Copy each line exactly. Leave nothing out.

─── Material for this exercise ───

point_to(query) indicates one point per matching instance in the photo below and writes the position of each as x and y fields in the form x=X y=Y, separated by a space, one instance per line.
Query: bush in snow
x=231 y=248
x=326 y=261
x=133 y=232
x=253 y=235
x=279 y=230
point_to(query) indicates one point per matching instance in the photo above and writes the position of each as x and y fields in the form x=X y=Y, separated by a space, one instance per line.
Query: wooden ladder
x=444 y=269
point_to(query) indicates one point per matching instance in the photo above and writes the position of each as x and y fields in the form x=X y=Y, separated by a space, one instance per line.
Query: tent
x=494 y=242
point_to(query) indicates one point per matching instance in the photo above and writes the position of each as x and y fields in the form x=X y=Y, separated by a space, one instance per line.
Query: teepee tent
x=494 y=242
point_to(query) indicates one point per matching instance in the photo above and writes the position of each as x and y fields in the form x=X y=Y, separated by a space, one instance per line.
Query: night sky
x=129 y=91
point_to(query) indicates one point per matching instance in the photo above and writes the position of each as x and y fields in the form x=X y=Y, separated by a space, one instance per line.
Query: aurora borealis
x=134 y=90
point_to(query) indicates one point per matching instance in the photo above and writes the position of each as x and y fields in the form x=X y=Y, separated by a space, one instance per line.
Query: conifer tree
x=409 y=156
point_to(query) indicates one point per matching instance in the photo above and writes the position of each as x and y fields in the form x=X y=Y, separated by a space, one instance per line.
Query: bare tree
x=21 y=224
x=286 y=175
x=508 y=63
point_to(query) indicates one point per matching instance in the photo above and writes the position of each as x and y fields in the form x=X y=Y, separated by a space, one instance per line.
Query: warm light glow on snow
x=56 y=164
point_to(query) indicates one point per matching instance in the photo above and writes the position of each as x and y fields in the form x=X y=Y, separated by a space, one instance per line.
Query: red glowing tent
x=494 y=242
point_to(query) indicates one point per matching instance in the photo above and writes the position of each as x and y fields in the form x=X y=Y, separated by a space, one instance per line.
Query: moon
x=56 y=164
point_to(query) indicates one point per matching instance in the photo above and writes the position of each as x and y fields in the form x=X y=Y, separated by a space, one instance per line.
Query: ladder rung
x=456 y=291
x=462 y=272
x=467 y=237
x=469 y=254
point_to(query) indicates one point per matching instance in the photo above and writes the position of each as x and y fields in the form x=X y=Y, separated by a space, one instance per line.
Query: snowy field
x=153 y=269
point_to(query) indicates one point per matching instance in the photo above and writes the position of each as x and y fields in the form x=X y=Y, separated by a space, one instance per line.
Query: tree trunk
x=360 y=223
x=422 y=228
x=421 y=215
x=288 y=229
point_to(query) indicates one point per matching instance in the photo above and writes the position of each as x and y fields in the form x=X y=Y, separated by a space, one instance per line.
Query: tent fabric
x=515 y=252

───

→ **Finished answer**:
point_to(query) indicates one point per matching instance in the photo below and writes the position of each as x and y fields in the form x=X y=Y, separated by a space, one instance per line.
Query: bush in snow
x=231 y=248
x=326 y=261
x=133 y=232
x=253 y=235
x=279 y=230
point_to(query) indicates one point per matching instance in the photo above and writes the position of each as x and y fields in the form x=X y=Y, separated by a space, one instance per line.
Query: wooden ladder
x=444 y=269
point_to(query) indicates one point per matching instance in the photo above and writes the position of each as x and y fields in the form x=X y=Y, separated by a space, one instance per line.
Query: tent
x=494 y=242
point_to(query) indicates one point per matching instance in the photo above and writes the position of each as x and y fields in the form x=X y=Y, separated by a space, one instance per line.
Query: teepee tent
x=494 y=242
point_to(query) indicates one point per matching instance in the photo above and writes the position of each as x and y fields in the form x=X y=Y, separated by a space, one instance per line.
Query: night sky
x=129 y=91
point_to(query) indicates one point per matching instance in the photo above and writes the position of each as x and y fields in the form x=X y=Y, separated by a space, one instance per line.
Query: aurora borealis
x=134 y=90
point_to(query) indicates one point per matching instance in the photo above and writes the position of each as x and y fields in the form x=X y=Y, separated by a space, one instance per line.
Query: conifer tree
x=409 y=156
point_to(query) indicates one point per matching instance in the photo above and writes the position of each as x and y fields in the form x=X y=Y, separated by a space, one instance per line.
Query: bare tree
x=21 y=224
x=286 y=175
x=508 y=63
point_to(query) indicates one point per matching instance in the photo above and writes the position of each as x and y fields in the form x=X y=Y, separated by a space, one instance per line.
Query: warm light glow on snow
x=56 y=164
point_to(query) indicates one point per matching instance in the photo above and writes the position of each as x and y fields in the form x=X y=Y, separated by a space, one instance per line.
Query: red glowing tent
x=494 y=242
point_to(query) indicates one point per matching instance in the photo above and writes the position of each as x and y fields in the form x=X y=Y, separated by a space, one instance per line.
Query: moon
x=56 y=164
point_to(query) indicates one point per matching instance in the photo above and writes the position of each as x and y fields in the form x=X y=Y, separated by a space, one instance per line.
Query: ladder rung
x=456 y=291
x=462 y=272
x=467 y=237
x=469 y=254
point_to(query) indicates one point per matching instance in the photo above and writes the position of each as x and y fields in the form x=X y=Y, separated by a space, one instance per line.
Query: snowy field
x=153 y=269
point_to(query) indicates one point per matching instance in the photo above and writes the position of each as x and y fields in the form x=X y=Y, separated by a space, one instance per line.
Query: tree trunk
x=360 y=223
x=422 y=228
x=421 y=215
x=288 y=229
point_to(query) indicates one point per matching instance in the photo above and writes the position of each as x and y fields in the form x=X y=Y, separated by a space, one instance per line.
Query: tent fabric
x=515 y=252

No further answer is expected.